Records of labeled boxes

────────

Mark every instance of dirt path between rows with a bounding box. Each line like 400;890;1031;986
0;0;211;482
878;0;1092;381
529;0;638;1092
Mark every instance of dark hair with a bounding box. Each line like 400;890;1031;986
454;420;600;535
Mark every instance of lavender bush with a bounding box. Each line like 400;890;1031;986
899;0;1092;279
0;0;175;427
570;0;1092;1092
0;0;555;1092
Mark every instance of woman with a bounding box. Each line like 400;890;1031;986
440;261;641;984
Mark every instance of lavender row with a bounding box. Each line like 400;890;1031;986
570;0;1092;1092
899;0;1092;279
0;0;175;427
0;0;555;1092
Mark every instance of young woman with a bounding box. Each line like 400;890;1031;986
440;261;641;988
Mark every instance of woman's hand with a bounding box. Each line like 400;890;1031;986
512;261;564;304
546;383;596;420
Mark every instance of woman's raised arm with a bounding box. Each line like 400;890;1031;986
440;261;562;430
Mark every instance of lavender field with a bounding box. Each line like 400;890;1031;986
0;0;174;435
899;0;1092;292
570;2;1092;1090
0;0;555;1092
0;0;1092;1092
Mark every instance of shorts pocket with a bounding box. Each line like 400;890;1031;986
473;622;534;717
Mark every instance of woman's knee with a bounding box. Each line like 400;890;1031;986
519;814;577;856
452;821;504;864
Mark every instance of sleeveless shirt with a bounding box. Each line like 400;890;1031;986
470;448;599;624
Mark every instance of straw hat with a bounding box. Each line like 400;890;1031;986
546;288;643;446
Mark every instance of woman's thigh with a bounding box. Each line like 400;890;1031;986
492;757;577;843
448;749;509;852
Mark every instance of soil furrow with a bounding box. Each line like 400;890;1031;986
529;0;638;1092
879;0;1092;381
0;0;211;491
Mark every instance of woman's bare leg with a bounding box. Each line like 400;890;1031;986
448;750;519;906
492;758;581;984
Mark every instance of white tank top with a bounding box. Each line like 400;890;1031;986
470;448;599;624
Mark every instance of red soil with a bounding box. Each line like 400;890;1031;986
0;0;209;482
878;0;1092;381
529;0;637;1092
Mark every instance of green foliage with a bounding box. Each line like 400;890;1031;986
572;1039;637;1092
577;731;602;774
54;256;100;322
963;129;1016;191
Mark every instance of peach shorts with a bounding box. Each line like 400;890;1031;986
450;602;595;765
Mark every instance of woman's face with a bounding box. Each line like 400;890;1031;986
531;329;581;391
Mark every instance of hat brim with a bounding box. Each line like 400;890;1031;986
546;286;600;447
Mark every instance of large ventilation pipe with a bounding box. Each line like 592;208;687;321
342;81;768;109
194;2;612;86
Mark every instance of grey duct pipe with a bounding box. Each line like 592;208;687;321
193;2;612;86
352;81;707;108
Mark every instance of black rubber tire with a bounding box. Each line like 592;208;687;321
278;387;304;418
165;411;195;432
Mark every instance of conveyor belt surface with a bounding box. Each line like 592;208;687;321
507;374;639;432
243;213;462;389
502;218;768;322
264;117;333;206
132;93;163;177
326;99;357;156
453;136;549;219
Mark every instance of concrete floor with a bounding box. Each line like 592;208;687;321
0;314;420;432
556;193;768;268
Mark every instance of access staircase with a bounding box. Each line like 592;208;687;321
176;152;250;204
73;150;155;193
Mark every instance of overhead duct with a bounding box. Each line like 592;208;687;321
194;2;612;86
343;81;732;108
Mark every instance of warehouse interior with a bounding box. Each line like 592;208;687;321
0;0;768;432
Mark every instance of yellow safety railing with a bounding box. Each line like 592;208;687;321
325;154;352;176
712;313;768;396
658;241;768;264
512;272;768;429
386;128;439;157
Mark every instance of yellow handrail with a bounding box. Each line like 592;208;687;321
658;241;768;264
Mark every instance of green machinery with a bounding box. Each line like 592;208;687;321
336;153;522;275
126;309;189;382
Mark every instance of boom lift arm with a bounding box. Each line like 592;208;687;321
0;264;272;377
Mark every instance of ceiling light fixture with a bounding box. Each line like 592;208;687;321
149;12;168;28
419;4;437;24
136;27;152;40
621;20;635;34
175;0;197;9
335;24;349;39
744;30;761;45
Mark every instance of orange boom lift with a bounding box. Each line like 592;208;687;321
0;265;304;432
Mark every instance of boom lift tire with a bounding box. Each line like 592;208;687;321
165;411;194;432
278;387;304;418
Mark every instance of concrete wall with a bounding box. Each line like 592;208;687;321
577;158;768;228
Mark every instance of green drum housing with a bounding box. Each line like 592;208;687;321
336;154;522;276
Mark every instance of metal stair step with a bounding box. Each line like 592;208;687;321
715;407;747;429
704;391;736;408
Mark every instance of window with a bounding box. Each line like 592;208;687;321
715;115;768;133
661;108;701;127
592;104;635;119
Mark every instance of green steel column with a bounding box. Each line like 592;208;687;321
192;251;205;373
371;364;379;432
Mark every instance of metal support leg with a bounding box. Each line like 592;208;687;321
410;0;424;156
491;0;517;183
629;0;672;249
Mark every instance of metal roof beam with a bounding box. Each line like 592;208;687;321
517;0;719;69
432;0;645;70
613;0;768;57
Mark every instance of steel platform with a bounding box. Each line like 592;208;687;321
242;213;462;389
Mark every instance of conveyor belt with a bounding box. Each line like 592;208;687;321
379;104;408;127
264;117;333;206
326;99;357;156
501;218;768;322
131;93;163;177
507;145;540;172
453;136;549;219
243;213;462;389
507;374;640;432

────────

_INSTRUCTIONS FOR THE TASK_:
Turn the stretch of the records from the line that contains "Mark every instance of grey" through the line that contains "73;150;155;193" into a Markdown table, skipping any blank lines. Use a column named Row for the row number and a column named Line for the text of each line.

_FINAL RESULT_:
| Row | Line |
|---|---|
| 1 | Mark every instance of grey duct pipe with a bounding box. Each line like 592;208;687;321 |
| 2 | 193;2;612;86 |
| 3 | 352;81;707;108 |
| 4 | Mark every instance of black rubber tire with a bounding box. Each line like 592;208;687;321 |
| 5 | 278;387;304;418 |
| 6 | 165;411;195;432 |
| 7 | Mark every instance of conveyor belt surface with a bounding box. Each line like 592;208;687;321 |
| 8 | 507;374;639;432 |
| 9 | 243;213;462;389 |
| 10 | 502;218;768;322 |
| 11 | 264;117;333;206 |
| 12 | 132;93;163;177 |
| 13 | 326;99;357;156 |
| 14 | 453;136;549;219 |
| 15 | Mark every instance of concrete floor with a bounding box. Each line like 592;208;687;321 |
| 16 | 0;314;420;432 |
| 17 | 556;193;768;268 |
| 18 | Mark every instance of access staircase with a bounding box. Each line like 592;208;687;321 |
| 19 | 176;152;250;204 |
| 20 | 73;150;155;193 |